> **Required task**
Transcribe word for word the part of the fish-farming passage below that opens with the words "The report also" and closes with "international trade law.".

-- Begin Extract --

But the ecological costs of fish farming remained hidden from consumers because the prices of such fish did not reflect environmental impacts. "Most consumers are not aware of the ecological costs of their shrimp cocktails and salmon steaks, and producers do not pay these costs," said Goldburg.

As long as the full environmental costs of feed and stock inputs, pollution, and coastal land degradation are not recognized on the market, said the report, ocean resources and fisheries will deteriorate further.

"Incentives provided through regulation, reduced financial subsidies, and altered trade policies are urgently needed to end environmental degradation by shrimp and salmon farming," Goldburg said.

Besides developing strong and enforceable fish-farming regulations in both developing and industrialised countries, the Science report also said countries should encourage production of fish other that shrimp and salmon that are fed diets containing little or no fishmeal.

The report also advocated changing world trade rules to allow countries to restrict the import of fish or shrimp raised in an ecologically harmful manner. Recently, a U.S. law that prohibits the import of
shrimp caught without using devices that protect endangered sea turtles was ruled by the Geneva-based World Trade Organisation as being contrary to international trade law.

"Changing the global trading system is a tall order, at least in the short run," the report acknowledged. "But, reorienting national policies immediately toward an ecologically, socially, and economically sustainable view of aquaculture is both feasible and necessary."

-- End Extract --
-- Begin Material supplied --

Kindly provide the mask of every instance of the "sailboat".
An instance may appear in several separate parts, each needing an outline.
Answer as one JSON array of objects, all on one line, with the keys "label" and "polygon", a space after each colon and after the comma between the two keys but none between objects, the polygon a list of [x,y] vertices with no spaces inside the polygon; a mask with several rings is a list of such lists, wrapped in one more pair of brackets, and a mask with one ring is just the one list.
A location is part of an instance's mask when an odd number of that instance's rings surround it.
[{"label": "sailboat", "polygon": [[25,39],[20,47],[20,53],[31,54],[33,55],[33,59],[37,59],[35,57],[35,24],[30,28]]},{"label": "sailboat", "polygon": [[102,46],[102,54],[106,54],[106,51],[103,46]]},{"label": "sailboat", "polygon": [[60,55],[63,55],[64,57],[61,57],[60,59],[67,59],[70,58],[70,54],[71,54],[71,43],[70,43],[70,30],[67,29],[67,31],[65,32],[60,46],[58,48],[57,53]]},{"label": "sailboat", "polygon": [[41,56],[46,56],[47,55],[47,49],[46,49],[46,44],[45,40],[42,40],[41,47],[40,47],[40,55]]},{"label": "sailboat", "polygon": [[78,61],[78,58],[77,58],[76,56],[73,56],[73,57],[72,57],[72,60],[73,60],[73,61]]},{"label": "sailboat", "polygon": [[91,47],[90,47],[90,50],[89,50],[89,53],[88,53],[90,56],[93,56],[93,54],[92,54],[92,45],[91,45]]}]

-- End Material supplied --
-- Begin Material supplied --

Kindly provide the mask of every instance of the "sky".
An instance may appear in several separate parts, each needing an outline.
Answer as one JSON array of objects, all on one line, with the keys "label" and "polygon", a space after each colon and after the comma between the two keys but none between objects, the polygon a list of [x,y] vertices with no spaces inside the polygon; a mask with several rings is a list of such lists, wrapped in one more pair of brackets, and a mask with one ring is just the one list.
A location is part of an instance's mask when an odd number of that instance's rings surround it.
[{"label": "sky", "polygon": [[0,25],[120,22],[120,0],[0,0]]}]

-- End Material supplied --

> **The reply**
The report also advocated changing world trade rules to allow countries to restrict the import of fish or shrimp raised in an ecologically harmful manner. Recently, a U.S. law that prohibits the import of
shrimp caught without using devices that protect endangered sea turtles was ruled by the Geneva-based World Trade Organisation as being contrary to international trade law.